REQUIREMENT —
Arrange every line of the records below as a numbered list, skipping any blank lines. Leave the pictures out of your answer.

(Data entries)
↓

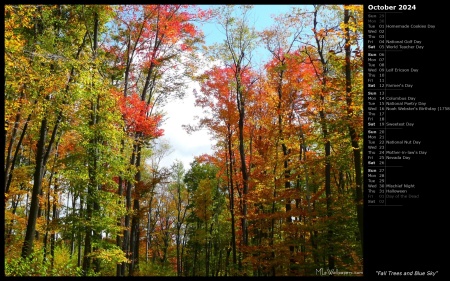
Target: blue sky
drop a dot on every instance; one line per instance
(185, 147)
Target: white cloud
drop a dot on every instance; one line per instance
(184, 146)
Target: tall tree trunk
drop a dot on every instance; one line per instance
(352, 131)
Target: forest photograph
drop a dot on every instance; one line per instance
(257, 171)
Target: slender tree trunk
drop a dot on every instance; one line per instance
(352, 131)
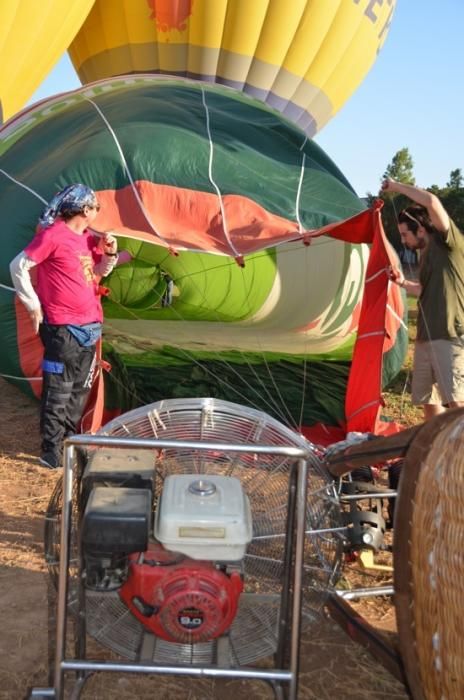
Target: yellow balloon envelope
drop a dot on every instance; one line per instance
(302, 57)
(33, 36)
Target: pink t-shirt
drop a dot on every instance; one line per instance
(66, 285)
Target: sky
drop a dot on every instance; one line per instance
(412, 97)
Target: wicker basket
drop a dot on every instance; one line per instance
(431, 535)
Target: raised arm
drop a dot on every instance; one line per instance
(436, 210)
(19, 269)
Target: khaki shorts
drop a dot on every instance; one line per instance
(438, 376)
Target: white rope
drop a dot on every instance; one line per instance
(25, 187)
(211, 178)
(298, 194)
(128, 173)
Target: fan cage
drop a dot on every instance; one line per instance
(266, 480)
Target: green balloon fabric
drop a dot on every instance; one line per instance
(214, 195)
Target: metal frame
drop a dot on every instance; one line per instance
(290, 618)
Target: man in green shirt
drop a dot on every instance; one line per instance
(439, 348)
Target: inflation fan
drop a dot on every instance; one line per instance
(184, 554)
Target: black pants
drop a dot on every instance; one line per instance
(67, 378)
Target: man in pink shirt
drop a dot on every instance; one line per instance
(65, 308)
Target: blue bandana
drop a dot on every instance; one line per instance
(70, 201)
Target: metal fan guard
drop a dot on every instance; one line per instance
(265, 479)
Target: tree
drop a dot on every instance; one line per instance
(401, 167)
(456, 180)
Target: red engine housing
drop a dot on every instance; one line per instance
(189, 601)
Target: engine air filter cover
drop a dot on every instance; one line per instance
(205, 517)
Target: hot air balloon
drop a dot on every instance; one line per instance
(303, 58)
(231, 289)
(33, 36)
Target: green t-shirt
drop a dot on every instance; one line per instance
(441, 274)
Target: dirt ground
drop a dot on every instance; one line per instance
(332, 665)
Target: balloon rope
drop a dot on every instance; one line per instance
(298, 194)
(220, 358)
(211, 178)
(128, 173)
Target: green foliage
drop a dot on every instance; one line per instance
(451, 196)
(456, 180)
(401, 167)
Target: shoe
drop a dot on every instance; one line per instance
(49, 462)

↑

OUTPUT FOR THIS EXERCISE —
1. Target: blue sky
2. drop a dot on every instance; one line per instance
3. (185, 147)
4. Target: white cloud
5. drop a dot on every instance; one line per instance
6. (184, 146)
7. Target: tall tree trunk
8. drop a dot on every instance; one line per instance
9. (352, 131)
10. Target: forest photograph
11. drop a dot on every instance; one line per instance
12. (257, 171)
13. Target: slender tree trunk
14. drop a dot on every instance; one line per instance
15. (352, 131)
16. Target: yellow balloon envelope
17. drop a dot on every instance; one line per instance
18. (302, 57)
19. (33, 36)
20. Target: pink t-shirt
21. drop a dot on every instance; one line per instance
22. (66, 285)
23. Target: sky
24. drop a dot on every instance; one line per instance
25. (412, 97)
26. Target: wicker basket
27. drop a dot on every instance; one line per instance
28. (431, 535)
29. Target: raised arm
30. drop a dot on every instance; one line per instance
31. (436, 210)
32. (19, 269)
33. Target: khaki shorts
34. drop a dot on every instance; one line per instance
35. (438, 376)
36. Target: white rope
37. drop a dot on every instance; one line per instance
38. (25, 187)
39. (211, 178)
40. (298, 194)
41. (128, 173)
42. Target: fan cage
43. drop a dot on every instance; one line per instance
44. (266, 480)
45. Target: green balloon fabric
46. drop a dot on every instance; one line per instance
47. (214, 195)
48. Target: metal frame
49. drop a dot on every instance; one line per instance
50. (290, 618)
51. Target: man in green shirt
52. drop a dot on every instance; one line per instance
53. (439, 348)
54. Target: inflation fan
55. drop a dot on every instance; one line per instance
56. (184, 554)
57. Target: black pants
58. drop a dot on every instance; one line per instance
59. (67, 378)
60. Target: man in pink shirt
61. drop a dot on every instance; one line per instance
62. (65, 308)
63. Target: blue bandana
64. drop a dot on every instance; one line per instance
65. (70, 201)
66. Target: metal fan guard
67. drop a dot on every instance; one line per instance
68. (265, 479)
69. Target: tree
70. drop a dot on every instance; one line per instance
71. (401, 167)
72. (456, 180)
73. Target: red engine housing
74. drop a dot on every instance; one line per instance
75. (189, 601)
76. Target: engine air filter cover
77. drop a dot on every instance; one line per instance
78. (205, 517)
79. Target: hot air balloon
80. drop a dot on every instance; one line per instance
81. (303, 58)
82. (231, 289)
83. (33, 36)
84. Target: green t-shirt
85. drop a dot on every instance; one line per instance
86. (441, 274)
87. Target: dirt ground
88. drop a dot on every instance; one line per instance
89. (332, 665)
90. Target: balloon rope
91. drop a dot on every instance; one line per instance
92. (298, 194)
93. (220, 358)
94. (211, 178)
95. (128, 173)
96. Target: green foliage
97. drop a dot on every instance; one line per instance
98. (451, 196)
99. (456, 180)
100. (401, 167)
101. Target: shoe
102. drop a dot on every instance; one line per instance
103. (49, 462)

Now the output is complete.